Segmentation labeling entries:
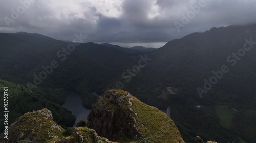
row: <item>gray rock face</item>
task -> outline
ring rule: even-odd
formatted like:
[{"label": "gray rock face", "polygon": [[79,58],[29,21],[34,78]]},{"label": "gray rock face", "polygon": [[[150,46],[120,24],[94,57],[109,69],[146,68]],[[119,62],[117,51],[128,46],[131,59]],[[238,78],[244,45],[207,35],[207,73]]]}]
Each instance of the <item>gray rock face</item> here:
[{"label": "gray rock face", "polygon": [[124,136],[138,139],[144,135],[138,131],[137,127],[139,125],[133,117],[136,114],[130,108],[130,94],[120,91],[109,90],[99,98],[88,116],[89,127],[100,136],[114,141]]},{"label": "gray rock face", "polygon": [[77,124],[76,124],[76,127],[83,127],[86,126],[86,121],[83,120],[80,120]]}]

**Challenge:**
Copy every line of the records above word for word, omitting the pictures.

**Exercise solution:**
row: <item>gray rock face</item>
task -> outline
ring rule: even-odd
formatted like:
[{"label": "gray rock face", "polygon": [[79,58],[29,21],[34,78]]},{"label": "gray rock face", "polygon": [[[150,46],[120,24],[94,57],[109,69],[146,68]],[[119,62],[117,51],[128,46],[131,59]],[[238,78],[244,45],[207,35],[207,73]]]}]
Each instance of the <item>gray rock face</item> here:
[{"label": "gray rock face", "polygon": [[124,136],[138,139],[144,135],[138,131],[137,127],[139,125],[133,117],[136,114],[130,108],[130,94],[120,91],[109,90],[99,98],[88,116],[89,127],[100,136],[114,141]]},{"label": "gray rock face", "polygon": [[77,124],[76,124],[76,127],[83,127],[86,126],[86,121],[83,120],[80,120]]}]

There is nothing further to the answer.